> **Brief**
What is needed here is an exact copy of every entry.

> **Provided information**

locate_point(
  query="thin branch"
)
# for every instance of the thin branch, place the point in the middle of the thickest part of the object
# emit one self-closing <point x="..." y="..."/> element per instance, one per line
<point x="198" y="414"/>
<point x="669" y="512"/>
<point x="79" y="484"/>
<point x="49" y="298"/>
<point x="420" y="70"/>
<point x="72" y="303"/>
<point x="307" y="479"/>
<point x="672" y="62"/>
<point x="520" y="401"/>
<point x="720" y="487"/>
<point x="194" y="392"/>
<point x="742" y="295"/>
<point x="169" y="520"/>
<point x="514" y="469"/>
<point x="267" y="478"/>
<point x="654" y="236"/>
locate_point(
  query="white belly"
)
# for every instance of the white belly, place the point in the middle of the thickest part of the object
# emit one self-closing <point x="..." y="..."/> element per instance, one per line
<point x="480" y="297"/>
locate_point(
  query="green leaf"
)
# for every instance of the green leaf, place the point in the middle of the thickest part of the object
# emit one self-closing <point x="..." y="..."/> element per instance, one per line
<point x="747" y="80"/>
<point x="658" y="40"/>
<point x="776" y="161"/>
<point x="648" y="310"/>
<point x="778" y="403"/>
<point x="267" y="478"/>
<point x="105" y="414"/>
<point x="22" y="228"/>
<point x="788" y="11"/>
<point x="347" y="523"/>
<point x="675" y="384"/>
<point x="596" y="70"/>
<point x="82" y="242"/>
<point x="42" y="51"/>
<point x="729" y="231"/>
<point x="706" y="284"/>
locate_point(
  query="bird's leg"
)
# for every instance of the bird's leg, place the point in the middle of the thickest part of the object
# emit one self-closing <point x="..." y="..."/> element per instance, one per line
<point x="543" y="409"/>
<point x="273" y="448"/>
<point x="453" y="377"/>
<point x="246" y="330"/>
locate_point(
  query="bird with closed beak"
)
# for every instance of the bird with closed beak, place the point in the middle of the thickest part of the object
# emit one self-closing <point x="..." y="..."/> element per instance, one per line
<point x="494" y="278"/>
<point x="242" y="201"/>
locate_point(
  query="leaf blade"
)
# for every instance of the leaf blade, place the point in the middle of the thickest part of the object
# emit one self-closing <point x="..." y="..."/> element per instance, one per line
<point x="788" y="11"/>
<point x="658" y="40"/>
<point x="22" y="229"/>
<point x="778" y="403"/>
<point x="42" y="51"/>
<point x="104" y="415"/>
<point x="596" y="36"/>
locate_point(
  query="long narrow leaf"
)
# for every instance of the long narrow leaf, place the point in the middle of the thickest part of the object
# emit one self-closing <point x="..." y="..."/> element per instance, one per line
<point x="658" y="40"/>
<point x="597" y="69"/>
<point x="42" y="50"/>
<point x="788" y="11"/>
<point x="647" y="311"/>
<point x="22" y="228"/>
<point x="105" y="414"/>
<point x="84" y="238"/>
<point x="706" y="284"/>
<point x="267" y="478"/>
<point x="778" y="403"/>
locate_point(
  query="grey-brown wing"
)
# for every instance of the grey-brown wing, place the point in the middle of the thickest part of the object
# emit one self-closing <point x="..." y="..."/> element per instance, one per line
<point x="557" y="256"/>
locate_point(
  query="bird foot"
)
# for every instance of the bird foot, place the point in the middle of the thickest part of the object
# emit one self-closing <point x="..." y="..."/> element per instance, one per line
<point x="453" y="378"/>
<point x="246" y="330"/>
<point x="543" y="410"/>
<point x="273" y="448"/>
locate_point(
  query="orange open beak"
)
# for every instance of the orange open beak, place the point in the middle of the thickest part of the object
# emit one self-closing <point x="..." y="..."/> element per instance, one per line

> **Exercise response**
locate_point(
  query="thin branch"
)
# for every instance of the thin branch, place the point in the middle of the thickest part of the object
# emit one self-closing <point x="..." y="..."/> element per instance, one per line
<point x="198" y="414"/>
<point x="669" y="512"/>
<point x="79" y="484"/>
<point x="49" y="298"/>
<point x="420" y="70"/>
<point x="72" y="303"/>
<point x="307" y="479"/>
<point x="672" y="62"/>
<point x="520" y="401"/>
<point x="720" y="487"/>
<point x="194" y="392"/>
<point x="742" y="295"/>
<point x="169" y="520"/>
<point x="514" y="469"/>
<point x="267" y="478"/>
<point x="654" y="236"/>
locate_point(
  query="white belly"
)
# for every instance of the white belly, place the point in the middle of the thickest part of the object
# emit one self-closing <point x="..." y="..."/> element per instance, one per line
<point x="480" y="297"/>
locate_point(
  query="green leaf"
)
# for every instance of the green leaf, place the point in the middle of the thickest part of the object
# emit one self-closing <point x="..." y="..."/> element per instance, one per line
<point x="747" y="80"/>
<point x="658" y="40"/>
<point x="776" y="161"/>
<point x="648" y="310"/>
<point x="778" y="403"/>
<point x="267" y="478"/>
<point x="105" y="414"/>
<point x="22" y="228"/>
<point x="788" y="11"/>
<point x="347" y="523"/>
<point x="675" y="384"/>
<point x="596" y="70"/>
<point x="82" y="242"/>
<point x="42" y="51"/>
<point x="729" y="231"/>
<point x="706" y="284"/>
locate_point(
  query="bird's leg"
)
# for every instance of the bird's leg, place the point in the middle of the thickest part of the object
# emit one self-closing <point x="..." y="..."/> element per instance, one per line
<point x="543" y="409"/>
<point x="273" y="448"/>
<point x="453" y="377"/>
<point x="246" y="330"/>
locate_point(
  query="bird with closed beak"
)
# for every instance of the bird with closed beak, place the point in the middle of the thickest part of the object
# emit one self-closing <point x="..." y="..."/> element per instance, one per line
<point x="494" y="278"/>
<point x="242" y="201"/>
locate_point(
  query="leaf blade"
)
# for every instance of the leaf blade, place the point in the middle of the thickest part of the object
# emit one self-closing <point x="..." y="..."/> element per instance, one per line
<point x="788" y="11"/>
<point x="658" y="40"/>
<point x="22" y="229"/>
<point x="778" y="403"/>
<point x="42" y="51"/>
<point x="104" y="415"/>
<point x="596" y="36"/>
locate_point(
  query="long narrow leaf"
)
# for every instance of the long narrow leaf, place the point in the middle of the thickest part of the object
# emit one self-closing <point x="..." y="..."/> element per instance, one per line
<point x="658" y="40"/>
<point x="597" y="69"/>
<point x="42" y="50"/>
<point x="788" y="11"/>
<point x="647" y="311"/>
<point x="22" y="228"/>
<point x="105" y="414"/>
<point x="84" y="238"/>
<point x="706" y="284"/>
<point x="267" y="478"/>
<point x="778" y="403"/>
locate_point(
  query="grey-brown wing"
)
# for every instance of the grey-brown wing, place the point in the middle of the thickest part of the object
# emit one self-closing <point x="..." y="..."/> element per instance, one per line
<point x="557" y="256"/>
locate_point(
  query="bird foot"
)
# for every instance of the bird foot, place the point in the middle of the thickest part of the object
# emit one self-closing <point x="..." y="..."/> element per instance, one per line
<point x="453" y="378"/>
<point x="246" y="330"/>
<point x="543" y="410"/>
<point x="273" y="448"/>
locate_point(
  query="orange open beak"
)
# for every instance of the orange open beak, place the point in the middle of the thickest part of the object
# emit one self-closing <point x="..." y="..."/> element per instance, one per line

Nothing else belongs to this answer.